Recycling Multilayer Plastic Packaging by Solvent-Targeted Recovery and Precipitation Webinar
Recycling Multilayer Plastic Packaging by Solvent-Targeted Recovery and Precipitation Webinar
Webinar
Tuesday, June 03, 2025 to Tuesday, June 03, 2025
12PM - 12:30PM (ET)
The Solvent-Targeted Recovery and Precipitation (STRAP) process is a platform technology for recycling multicomponent plastics, including multilayer plastic films. I will describe the basic principles of the STRAP process, in which target polymer components from multilayer plastic films are recovered using sequential solvent washes. Each wash is designed to selectively dissolve a single component from the waste, which can then be recovered after precipitation induced either by addition of an antisolvent or by lowering the temperature. The key technical challenge for STRAP is designing solvent compositions and process steps to achieve efficient and economical polymer recovery. We are addressing this challenge by integrating experimental and computational techniques to design possible solvent systems, predict process economics, and characterize recovered material. I will summarize our development of computational tools for solvent selection and their integration with process modeling tools. I will then describe recent experimental applications of STRAP to a variety of feedstocks, including rigid and flexible multilayer plastic films.
Learning Outcomes
- Explain the basic principles of the STRAP process
- Compare pros and cons of the STRAP process and recovered materials to other recycling processes
Reid Van Lehn
Reid Van Lehn is the Hunt-Hougen Associate Professor in the Department of Chemical and Biological Engineering at the University of Wisconsin-Madison. He received his Ph.D. in Materials Science and Engineering from MIT then performed research as a NIH Ruth-Kirschstein postdoctoral fellow at Caltech. He joined UW-Madison in May 2016, where his research group uses molecular simulations and data-centric methods to characterize, predict, and engineer the behavior of synthetic and biological soft materials for applications relevant to human health, sustainability, and energy. He is also a Topic Area Leader for the Center for the Chemical Upcycling of Waste Plastics (CUWP) and a Co-Investigator of the Great Lakes Bioenergy Research Center (GLBRC).
####################
WHAT IS BEING ASKED:
Answer these questions from the webinar description:
(a) At what time is the webinar held?
(b) What two ways of inducing precipitation does the description give?
(c) When did Reid Van Lehn join UW-Madison?
The material that comes next has no connection to the webinar text.

Entries drawn from a collection:
####################
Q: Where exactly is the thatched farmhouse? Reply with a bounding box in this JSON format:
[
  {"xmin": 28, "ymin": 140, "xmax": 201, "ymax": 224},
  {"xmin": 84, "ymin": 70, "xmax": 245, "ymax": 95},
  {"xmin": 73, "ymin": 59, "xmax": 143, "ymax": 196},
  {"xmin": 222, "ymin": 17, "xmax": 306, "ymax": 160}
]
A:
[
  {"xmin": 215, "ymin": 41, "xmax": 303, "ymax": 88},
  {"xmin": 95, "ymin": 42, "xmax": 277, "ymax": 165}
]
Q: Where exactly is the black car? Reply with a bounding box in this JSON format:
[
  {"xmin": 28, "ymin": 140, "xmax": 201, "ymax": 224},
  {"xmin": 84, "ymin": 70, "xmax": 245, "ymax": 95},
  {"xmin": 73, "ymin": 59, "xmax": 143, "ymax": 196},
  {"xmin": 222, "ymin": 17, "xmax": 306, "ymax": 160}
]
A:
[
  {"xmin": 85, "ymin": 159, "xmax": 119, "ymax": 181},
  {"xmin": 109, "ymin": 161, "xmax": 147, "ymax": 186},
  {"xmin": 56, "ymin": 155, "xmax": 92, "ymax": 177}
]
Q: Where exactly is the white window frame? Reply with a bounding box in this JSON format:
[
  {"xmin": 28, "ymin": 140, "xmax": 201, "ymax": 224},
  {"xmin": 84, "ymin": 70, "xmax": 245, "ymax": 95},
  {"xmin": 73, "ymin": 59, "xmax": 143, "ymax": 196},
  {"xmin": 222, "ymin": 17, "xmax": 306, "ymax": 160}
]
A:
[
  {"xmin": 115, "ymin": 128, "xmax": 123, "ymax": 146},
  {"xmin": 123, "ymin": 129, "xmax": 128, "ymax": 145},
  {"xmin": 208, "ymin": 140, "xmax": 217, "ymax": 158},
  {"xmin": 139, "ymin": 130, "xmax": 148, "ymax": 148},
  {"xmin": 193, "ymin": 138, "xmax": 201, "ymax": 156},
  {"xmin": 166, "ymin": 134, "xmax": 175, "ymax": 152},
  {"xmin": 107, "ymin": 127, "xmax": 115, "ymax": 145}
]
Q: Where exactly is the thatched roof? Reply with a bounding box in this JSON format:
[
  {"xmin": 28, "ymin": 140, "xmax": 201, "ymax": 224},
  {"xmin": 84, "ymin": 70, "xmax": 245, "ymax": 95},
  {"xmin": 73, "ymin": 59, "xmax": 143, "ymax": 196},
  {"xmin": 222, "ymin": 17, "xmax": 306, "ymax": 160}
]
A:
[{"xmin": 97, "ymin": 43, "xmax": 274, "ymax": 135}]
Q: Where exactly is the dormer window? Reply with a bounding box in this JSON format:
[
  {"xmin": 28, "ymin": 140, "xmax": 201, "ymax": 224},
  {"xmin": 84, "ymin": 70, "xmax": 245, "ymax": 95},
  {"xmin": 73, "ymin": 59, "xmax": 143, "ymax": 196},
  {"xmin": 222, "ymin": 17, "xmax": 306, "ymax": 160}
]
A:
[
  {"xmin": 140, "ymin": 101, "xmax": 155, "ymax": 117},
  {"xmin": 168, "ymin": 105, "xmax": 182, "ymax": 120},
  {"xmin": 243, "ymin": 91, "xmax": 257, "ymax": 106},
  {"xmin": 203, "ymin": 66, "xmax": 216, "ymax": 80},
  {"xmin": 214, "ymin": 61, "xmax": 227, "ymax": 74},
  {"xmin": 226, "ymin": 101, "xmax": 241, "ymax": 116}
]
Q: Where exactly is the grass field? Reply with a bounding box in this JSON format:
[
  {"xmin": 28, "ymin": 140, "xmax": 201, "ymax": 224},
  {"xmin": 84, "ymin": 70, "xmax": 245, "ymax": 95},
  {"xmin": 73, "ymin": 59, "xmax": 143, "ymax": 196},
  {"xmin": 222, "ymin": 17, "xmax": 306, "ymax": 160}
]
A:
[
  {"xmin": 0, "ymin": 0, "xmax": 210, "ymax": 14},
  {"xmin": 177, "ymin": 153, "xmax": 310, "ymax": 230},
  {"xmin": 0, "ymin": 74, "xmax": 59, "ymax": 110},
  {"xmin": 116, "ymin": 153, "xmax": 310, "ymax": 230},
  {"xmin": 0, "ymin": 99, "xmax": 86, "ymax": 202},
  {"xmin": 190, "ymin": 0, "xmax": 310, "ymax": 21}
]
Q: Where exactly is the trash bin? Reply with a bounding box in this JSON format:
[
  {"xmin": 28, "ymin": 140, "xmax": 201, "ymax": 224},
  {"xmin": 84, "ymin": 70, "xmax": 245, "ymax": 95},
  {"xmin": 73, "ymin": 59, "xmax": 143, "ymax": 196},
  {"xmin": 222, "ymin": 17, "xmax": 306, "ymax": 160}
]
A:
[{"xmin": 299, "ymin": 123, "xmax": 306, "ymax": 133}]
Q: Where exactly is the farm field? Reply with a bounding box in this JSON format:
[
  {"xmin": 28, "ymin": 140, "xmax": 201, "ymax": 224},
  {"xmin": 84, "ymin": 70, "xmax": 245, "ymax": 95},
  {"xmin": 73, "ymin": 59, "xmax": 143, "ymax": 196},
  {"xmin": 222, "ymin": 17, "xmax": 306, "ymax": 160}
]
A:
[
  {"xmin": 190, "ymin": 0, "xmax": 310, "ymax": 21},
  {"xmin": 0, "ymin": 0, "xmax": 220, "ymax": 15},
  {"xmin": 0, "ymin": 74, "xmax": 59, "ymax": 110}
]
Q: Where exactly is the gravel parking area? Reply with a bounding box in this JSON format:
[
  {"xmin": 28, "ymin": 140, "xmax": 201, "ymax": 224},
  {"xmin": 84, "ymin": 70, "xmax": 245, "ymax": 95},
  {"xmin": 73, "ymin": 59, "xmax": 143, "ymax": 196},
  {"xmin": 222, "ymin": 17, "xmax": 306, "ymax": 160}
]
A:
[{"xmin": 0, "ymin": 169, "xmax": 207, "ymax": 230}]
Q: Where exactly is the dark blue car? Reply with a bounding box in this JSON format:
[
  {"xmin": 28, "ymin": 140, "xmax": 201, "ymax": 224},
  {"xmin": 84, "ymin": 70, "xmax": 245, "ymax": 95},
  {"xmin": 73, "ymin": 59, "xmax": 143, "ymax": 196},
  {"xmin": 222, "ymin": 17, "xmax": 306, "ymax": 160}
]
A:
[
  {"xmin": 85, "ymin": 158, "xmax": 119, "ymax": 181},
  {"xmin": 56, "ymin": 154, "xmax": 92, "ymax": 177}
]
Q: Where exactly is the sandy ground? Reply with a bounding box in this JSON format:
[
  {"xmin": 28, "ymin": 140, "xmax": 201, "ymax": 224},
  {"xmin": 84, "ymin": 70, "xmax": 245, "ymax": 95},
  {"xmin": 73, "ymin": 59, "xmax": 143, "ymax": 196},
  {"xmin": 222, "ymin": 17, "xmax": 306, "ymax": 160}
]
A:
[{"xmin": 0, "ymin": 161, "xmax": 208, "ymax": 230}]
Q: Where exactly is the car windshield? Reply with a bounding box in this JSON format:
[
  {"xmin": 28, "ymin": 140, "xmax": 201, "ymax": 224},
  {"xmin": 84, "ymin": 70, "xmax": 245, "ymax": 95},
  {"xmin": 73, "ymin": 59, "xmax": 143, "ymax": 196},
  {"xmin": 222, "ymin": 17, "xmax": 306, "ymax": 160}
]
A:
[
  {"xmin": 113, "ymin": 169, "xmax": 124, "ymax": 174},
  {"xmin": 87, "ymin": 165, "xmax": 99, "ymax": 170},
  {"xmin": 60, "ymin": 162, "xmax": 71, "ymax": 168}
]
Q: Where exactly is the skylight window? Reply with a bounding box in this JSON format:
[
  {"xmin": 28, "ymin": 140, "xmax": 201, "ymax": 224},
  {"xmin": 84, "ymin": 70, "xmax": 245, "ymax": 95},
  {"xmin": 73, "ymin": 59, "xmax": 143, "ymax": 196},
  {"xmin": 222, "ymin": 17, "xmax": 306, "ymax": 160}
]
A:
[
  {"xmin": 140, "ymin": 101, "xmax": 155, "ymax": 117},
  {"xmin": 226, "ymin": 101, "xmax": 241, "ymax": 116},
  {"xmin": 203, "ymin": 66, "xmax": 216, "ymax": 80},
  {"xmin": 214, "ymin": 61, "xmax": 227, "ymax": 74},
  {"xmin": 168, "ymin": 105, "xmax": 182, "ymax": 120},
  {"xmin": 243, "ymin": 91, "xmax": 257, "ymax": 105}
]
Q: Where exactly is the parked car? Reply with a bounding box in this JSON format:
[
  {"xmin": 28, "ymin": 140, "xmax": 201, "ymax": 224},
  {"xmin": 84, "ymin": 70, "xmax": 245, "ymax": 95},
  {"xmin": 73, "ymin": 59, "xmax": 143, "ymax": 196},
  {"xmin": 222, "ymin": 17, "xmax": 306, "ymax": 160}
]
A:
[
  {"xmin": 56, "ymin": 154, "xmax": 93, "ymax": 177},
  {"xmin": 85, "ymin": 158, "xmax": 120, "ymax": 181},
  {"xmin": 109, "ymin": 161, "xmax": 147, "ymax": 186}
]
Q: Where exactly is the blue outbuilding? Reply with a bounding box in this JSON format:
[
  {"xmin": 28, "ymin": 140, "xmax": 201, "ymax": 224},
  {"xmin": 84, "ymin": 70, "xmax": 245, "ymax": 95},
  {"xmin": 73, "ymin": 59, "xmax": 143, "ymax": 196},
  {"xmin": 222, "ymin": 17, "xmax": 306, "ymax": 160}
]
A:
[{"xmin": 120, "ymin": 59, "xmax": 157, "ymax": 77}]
####################
ANSWER BELOW:
(a) 12PM - 12:30PM (ET)
(b) Addition of an antisolvent or lowering the temperature.
(c) May 2016